━━━━━ Given text

Determination of optimal etching conditions
| % 2-Butoxyethanol/% Lactic Acid (number of electrodes) | Conditions too Weak | Conditions Normal | Conditions too Aggressive |
|---|---|---|---|
| 4/6 (6) | 100% | 0% | 0% |
| 5/5 (6) | 100% | 0% | 0% |
| 6/4 (6) | 75% | 25% | 0% |
| 6/8 (8) | 75% | 25% | 0% |
| 8/6 (6) | 66.7% | 33.3% | 0% |
| 6/10 (14) | 85.7% | 14.3% | 0% |
| 8/10 (15) | 13.3% | 80% | 6.7% |
| 8/8 (8) | 37.5% | 50% | 12.5% |
| 10/10 (8) | 0% | 50% | 50% |
| 10/6 (6) | 33.3% | 33.3% | 33.3% |
| 10/8 (8) | 12.5% | 37.5% | 50% |
| 12/10 (6) | 0% | 33.3% | 66.7% |
Summary of several different developing solution concentrations tested on electrodes. Microelectrodes were exposed for 7.5 minutes, immersed in the developing solution for 30 seconds, and then exposed and developed for a second time. Conditions too weak indicates little or no photoresist was removed (signal from 1 mM ferrocyanide is < 0.5 nA). Conditions normal indicates exposed photoresist was removed, signal 0.5 − 2 nA. Conditions too aggressive indicates exposed and non-exposed photoresist was removed, signal > 2 nA. Optical microscopy was used to confirm removal of non-exposed photoresist.
Light Exposure
The photoresist used is a negative photoresist. Light exposure in the 320 nm – 380 nm range causes the coating to be susceptible to etching in the exposed area. Carbon fiber microelectrodes were exposed to the light for several different lengths of time. The relationship between the time the electrode is exposed to the light source and the area of the coating removed from the carbon fiber is not linear. This is attributed to the fact that the coating is not removed as it is exposed to light, but it is removed when immersed in the developing solution after light exposure. Many different exposure times were tested, ranging from 5 to 45 minutes per trial. Through trial and error type experiments on over 300 different carbon fiber microelectrodes a light exposure regimen was established. Two light exposures of 7.5 minutes each (followed by immersion in the developing solution) produced electrodes that reproducibly gave a CV signal slightly below what is theoretically predicted for a hemispherical carbon fiber microelectrode (r = 5 μm).
Discussion
This new method of carbon fiber microelectrode production is fairly reproducible. Fig. 5 shows the average ferrocyanide CV of 48 microelectrodes that have all undergone two 7.5 minute light exposures each followed by immersion in a 10% 2-butoxyethanol/8% lactic acid aqueous solution. Unfortunately, the production of two identical electrodes would be quite difficult because of slight electrode to electrode variations throughout this process. The ferrocyanide wave shape is not ideal. We return to this subject below. Waves for H2Q and RH (Figs. 6 and 7) are more well formed.

━━━━━━━━━━

▶ _Job_
According to the microelectrode text, why is the relationship between light exposure time and the area of coating removed from the carbon fiber not linear? Answer in one to three sentences. Base your answers solely on the microelectrode text.

━━━━━ Provided material

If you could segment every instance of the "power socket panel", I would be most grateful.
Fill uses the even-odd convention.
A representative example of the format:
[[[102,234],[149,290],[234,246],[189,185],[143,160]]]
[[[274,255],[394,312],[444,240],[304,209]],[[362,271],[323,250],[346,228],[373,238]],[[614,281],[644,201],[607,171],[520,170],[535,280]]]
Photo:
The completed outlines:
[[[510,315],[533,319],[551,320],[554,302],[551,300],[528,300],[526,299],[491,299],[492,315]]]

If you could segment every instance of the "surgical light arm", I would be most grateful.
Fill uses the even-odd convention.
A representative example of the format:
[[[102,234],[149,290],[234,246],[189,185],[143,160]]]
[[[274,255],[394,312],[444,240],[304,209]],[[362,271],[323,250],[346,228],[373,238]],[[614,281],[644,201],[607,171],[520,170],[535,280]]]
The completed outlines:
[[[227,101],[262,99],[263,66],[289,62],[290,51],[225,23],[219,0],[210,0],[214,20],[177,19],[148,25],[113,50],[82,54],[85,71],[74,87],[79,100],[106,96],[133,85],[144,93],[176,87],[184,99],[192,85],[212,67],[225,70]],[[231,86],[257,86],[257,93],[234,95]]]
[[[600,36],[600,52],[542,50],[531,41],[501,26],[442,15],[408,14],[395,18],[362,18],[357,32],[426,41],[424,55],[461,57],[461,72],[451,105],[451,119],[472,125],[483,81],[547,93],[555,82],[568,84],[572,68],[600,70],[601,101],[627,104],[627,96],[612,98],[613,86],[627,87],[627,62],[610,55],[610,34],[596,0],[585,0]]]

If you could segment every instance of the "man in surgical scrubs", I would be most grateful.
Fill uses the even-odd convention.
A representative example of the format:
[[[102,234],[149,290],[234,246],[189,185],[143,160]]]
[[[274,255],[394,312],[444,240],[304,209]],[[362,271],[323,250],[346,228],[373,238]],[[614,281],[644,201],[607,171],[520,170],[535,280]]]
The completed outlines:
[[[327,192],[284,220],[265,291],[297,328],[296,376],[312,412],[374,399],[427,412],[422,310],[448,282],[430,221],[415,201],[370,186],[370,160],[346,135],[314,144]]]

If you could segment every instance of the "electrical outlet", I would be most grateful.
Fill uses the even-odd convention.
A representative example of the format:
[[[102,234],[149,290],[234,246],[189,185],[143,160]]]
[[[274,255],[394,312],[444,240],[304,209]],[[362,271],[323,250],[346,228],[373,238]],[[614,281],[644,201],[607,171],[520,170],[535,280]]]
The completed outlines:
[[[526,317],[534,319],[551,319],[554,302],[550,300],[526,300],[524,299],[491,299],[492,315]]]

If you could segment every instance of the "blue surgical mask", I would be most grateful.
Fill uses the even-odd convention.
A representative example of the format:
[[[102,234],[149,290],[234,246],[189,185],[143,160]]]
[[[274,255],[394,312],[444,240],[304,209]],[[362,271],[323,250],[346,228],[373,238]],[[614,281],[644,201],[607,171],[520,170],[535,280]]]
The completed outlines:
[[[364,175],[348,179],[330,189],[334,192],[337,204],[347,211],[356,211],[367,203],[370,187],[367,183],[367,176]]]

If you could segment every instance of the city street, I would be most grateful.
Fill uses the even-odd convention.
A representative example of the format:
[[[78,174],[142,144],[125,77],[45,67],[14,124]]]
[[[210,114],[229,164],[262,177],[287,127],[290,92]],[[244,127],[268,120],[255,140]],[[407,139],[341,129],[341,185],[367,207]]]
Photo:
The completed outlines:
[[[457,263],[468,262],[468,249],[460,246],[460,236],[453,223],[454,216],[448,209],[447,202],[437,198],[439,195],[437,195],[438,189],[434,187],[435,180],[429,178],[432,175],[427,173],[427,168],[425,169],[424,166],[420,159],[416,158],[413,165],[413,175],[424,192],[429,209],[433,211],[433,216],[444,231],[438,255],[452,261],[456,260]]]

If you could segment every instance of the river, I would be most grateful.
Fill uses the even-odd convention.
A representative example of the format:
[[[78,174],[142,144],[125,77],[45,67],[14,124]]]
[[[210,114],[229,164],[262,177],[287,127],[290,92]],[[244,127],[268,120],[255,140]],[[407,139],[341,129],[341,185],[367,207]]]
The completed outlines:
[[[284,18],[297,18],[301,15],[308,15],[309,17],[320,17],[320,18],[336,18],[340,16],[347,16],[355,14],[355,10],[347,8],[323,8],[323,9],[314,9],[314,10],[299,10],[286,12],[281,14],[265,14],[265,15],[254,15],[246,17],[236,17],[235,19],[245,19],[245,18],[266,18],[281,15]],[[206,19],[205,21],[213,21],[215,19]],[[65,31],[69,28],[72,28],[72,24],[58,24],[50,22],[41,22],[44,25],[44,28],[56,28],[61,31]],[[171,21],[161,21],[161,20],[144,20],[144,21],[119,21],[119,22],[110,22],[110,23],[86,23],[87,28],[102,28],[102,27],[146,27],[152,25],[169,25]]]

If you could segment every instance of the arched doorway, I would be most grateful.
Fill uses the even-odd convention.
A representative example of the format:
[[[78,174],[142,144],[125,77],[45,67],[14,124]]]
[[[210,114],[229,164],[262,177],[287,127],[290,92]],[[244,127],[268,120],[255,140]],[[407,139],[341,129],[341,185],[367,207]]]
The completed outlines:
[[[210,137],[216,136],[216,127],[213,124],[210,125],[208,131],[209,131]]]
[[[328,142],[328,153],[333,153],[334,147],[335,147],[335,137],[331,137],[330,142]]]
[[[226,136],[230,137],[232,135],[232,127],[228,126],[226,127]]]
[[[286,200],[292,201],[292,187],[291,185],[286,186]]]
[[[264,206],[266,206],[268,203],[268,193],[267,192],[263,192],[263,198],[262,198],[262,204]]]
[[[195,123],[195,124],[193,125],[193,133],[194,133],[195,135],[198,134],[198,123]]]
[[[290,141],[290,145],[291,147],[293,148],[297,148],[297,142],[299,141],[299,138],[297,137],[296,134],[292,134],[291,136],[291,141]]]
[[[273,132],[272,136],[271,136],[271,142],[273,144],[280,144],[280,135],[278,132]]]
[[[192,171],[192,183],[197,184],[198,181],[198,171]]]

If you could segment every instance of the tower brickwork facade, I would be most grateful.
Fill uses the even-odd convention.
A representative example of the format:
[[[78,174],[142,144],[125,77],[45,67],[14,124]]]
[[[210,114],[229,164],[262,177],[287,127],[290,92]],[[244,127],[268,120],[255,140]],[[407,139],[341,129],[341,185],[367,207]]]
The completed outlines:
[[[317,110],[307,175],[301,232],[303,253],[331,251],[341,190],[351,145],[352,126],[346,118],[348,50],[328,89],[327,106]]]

━━━━━━━━━━

▶ _Solution to this problem_
The coating is not removed while it is being exposed to light. It is removed only when the electrode is immersed in the developing solution after the light exposure.